## Exercise description:
Retype the lines below word for word, from the line with "Would you mind picking out the pomegranate seed on" up to and including the line with "<point>54,147</point>", and give only those lines.

[start Given records]

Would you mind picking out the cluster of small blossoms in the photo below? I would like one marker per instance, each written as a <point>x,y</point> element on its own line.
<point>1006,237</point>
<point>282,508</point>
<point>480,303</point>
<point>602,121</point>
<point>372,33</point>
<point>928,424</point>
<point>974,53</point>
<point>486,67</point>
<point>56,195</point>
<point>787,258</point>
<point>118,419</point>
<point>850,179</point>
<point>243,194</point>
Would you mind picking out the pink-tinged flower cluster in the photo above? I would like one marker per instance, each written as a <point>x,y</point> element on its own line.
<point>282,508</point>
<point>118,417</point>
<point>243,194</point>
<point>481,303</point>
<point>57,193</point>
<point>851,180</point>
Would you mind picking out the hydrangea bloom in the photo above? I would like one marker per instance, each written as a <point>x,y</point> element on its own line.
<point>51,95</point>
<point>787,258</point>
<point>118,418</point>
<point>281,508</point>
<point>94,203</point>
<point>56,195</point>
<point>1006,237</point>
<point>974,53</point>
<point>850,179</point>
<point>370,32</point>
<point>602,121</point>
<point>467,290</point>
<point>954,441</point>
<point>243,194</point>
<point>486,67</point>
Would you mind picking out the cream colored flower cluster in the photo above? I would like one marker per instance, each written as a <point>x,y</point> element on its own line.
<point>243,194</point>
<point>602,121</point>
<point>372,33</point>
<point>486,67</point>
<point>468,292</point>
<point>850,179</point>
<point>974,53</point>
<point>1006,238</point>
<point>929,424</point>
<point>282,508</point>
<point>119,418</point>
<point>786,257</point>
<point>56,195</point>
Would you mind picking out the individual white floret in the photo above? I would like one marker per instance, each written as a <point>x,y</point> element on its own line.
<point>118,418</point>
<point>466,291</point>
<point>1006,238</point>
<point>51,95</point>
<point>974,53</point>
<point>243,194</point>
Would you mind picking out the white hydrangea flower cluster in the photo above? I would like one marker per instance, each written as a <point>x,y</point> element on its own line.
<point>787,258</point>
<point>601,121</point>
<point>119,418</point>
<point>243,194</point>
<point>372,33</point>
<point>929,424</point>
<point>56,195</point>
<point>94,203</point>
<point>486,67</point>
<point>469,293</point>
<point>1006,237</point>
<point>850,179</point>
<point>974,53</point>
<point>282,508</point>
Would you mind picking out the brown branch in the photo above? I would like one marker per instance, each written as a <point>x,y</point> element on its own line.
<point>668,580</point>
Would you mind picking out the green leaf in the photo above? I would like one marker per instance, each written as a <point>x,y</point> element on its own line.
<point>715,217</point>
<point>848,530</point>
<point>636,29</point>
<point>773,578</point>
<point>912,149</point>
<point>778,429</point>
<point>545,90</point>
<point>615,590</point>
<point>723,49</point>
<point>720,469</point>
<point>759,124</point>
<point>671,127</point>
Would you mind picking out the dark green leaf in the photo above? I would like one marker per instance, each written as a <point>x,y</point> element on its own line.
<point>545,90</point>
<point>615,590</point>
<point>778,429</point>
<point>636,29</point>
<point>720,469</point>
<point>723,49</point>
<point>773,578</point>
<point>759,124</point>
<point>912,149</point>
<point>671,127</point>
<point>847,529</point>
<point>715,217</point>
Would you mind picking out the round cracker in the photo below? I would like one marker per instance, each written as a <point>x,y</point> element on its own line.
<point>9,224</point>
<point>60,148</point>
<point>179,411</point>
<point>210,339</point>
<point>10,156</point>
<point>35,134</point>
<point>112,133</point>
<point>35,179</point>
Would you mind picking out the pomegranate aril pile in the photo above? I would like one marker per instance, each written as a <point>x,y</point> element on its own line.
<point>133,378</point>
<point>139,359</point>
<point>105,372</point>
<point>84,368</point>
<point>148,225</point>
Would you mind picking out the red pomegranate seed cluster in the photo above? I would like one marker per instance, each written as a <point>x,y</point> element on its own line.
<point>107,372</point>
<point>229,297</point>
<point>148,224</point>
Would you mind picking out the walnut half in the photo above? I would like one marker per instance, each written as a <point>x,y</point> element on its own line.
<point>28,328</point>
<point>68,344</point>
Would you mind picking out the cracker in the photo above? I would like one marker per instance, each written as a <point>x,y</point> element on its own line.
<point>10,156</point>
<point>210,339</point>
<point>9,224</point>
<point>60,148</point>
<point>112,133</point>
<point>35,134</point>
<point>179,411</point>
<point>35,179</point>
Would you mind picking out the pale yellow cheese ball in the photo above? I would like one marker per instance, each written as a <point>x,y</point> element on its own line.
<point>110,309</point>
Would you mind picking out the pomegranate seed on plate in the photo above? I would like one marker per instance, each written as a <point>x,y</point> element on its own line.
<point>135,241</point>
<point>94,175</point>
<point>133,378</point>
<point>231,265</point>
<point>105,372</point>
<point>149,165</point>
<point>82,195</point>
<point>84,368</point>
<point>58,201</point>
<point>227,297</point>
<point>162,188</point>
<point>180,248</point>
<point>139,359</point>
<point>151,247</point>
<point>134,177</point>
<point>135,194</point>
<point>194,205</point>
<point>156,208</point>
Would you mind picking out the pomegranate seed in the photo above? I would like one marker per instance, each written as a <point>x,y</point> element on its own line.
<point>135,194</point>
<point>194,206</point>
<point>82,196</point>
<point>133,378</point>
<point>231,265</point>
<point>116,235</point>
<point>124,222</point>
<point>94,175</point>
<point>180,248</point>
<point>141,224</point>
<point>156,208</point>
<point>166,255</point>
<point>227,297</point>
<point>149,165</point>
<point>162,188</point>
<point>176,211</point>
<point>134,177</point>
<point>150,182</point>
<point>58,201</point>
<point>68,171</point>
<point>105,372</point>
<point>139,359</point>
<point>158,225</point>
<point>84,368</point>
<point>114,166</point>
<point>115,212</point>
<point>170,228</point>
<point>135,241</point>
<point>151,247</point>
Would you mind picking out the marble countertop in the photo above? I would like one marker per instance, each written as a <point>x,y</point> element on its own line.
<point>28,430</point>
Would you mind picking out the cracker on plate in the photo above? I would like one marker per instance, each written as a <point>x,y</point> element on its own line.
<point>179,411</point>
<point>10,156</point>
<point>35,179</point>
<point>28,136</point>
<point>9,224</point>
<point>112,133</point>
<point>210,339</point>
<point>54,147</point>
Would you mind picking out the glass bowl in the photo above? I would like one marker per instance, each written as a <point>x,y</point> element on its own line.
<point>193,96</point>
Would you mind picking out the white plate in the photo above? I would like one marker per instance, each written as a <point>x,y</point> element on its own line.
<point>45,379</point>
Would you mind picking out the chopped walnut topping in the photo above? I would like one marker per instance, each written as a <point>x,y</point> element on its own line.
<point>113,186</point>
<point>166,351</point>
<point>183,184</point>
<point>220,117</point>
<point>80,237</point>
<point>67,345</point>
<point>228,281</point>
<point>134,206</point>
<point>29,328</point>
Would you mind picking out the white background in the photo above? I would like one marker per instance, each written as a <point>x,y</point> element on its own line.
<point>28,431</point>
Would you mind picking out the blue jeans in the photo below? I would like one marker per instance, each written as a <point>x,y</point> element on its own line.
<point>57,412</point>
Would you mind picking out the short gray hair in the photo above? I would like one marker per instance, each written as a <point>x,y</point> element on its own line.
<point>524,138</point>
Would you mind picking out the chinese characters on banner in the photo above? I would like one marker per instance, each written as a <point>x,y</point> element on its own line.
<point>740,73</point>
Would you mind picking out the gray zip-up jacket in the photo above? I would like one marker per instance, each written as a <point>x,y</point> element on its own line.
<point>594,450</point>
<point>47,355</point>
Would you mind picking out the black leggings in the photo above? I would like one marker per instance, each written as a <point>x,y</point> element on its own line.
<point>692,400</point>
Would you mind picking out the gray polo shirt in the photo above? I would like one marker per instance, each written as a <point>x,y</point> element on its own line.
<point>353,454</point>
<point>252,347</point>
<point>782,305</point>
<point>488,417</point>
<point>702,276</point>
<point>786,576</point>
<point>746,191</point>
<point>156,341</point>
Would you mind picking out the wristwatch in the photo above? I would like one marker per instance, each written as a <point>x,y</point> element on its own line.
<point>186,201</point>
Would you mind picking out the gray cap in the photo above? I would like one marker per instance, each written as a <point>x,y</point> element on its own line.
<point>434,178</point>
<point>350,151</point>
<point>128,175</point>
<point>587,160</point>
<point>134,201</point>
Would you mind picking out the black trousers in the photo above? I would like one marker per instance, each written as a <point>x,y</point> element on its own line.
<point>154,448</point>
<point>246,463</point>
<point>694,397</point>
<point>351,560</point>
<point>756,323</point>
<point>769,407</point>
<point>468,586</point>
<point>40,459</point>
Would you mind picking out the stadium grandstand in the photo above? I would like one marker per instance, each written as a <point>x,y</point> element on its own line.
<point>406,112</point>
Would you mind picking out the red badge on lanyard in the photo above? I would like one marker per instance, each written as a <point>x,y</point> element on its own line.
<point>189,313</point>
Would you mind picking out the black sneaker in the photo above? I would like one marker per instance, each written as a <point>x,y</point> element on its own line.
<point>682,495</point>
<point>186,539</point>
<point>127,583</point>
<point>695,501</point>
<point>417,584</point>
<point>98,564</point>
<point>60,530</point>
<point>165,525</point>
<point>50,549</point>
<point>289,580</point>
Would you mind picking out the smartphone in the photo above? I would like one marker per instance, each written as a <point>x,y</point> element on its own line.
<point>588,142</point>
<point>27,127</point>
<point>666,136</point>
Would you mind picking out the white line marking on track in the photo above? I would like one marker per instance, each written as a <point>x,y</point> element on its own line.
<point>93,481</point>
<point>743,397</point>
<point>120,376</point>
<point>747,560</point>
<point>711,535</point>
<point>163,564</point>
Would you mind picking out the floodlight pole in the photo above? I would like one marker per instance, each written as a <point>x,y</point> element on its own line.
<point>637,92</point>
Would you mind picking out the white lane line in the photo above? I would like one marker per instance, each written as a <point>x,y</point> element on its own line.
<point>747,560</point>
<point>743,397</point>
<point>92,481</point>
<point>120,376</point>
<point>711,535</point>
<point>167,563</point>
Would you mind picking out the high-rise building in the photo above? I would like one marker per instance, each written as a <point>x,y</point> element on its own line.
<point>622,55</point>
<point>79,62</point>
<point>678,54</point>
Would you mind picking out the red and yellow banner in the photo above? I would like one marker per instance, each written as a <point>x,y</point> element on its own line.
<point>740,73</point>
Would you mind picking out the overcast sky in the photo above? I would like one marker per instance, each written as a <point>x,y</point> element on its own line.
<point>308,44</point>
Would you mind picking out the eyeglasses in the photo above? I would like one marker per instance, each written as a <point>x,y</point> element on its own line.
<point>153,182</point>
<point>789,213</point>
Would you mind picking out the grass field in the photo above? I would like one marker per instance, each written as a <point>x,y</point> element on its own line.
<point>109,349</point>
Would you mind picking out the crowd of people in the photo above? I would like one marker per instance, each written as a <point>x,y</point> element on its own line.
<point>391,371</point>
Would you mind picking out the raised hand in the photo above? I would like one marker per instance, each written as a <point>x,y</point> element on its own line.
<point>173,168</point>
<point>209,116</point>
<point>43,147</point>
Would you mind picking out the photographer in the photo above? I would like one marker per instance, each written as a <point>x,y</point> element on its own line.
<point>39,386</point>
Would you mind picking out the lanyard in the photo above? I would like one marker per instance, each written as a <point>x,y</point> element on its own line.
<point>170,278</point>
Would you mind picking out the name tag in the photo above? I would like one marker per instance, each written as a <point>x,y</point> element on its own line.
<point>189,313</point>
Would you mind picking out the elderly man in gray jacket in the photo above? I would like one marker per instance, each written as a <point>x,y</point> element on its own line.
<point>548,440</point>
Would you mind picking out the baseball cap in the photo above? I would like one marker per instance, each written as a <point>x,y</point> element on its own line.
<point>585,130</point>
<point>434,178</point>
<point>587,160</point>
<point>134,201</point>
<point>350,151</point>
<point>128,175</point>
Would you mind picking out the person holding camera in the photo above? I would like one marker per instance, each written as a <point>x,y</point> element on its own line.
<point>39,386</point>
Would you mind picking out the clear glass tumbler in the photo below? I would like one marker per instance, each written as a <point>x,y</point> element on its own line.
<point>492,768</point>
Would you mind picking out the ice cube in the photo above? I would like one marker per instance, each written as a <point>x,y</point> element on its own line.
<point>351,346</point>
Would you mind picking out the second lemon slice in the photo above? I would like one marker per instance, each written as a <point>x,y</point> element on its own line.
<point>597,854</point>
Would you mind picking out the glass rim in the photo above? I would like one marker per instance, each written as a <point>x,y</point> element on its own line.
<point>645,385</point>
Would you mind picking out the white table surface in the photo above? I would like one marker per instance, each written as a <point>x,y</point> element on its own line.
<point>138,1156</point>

[end Given records]

## Exercise response:
Would you mind picking out the pomegranate seed on plate in the photo above? I would like one marker per instance, each written as a <point>x,y</point> element on its own line.
<point>135,241</point>
<point>94,175</point>
<point>133,378</point>
<point>231,265</point>
<point>105,372</point>
<point>149,165</point>
<point>82,195</point>
<point>84,368</point>
<point>58,201</point>
<point>227,297</point>
<point>162,188</point>
<point>180,248</point>
<point>139,359</point>
<point>151,247</point>
<point>134,177</point>
<point>135,194</point>
<point>194,205</point>
<point>156,208</point>
Would you mind picking out the pomegranate seed in the photo above? I would like one marker per instance, each written as a <point>x,y</point> element on its own line.
<point>135,194</point>
<point>194,206</point>
<point>82,196</point>
<point>133,378</point>
<point>231,265</point>
<point>116,235</point>
<point>124,222</point>
<point>94,175</point>
<point>180,248</point>
<point>141,224</point>
<point>156,208</point>
<point>166,255</point>
<point>227,297</point>
<point>149,165</point>
<point>162,188</point>
<point>176,211</point>
<point>134,177</point>
<point>150,182</point>
<point>58,201</point>
<point>68,171</point>
<point>105,372</point>
<point>139,359</point>
<point>158,225</point>
<point>84,368</point>
<point>114,166</point>
<point>115,212</point>
<point>170,228</point>
<point>135,241</point>
<point>151,247</point>
Would you mind picking out the marble countertop in the photo above? I would like one marker per instance, each written as a <point>x,y</point> element on its own line.
<point>28,430</point>
Would you mind picking out the cracker on plate in the photo above? I would like one marker per instance, each written as a <point>x,y</point> element on its own line.
<point>179,411</point>
<point>10,156</point>
<point>35,179</point>
<point>28,136</point>
<point>9,224</point>
<point>112,133</point>
<point>210,339</point>
<point>54,147</point>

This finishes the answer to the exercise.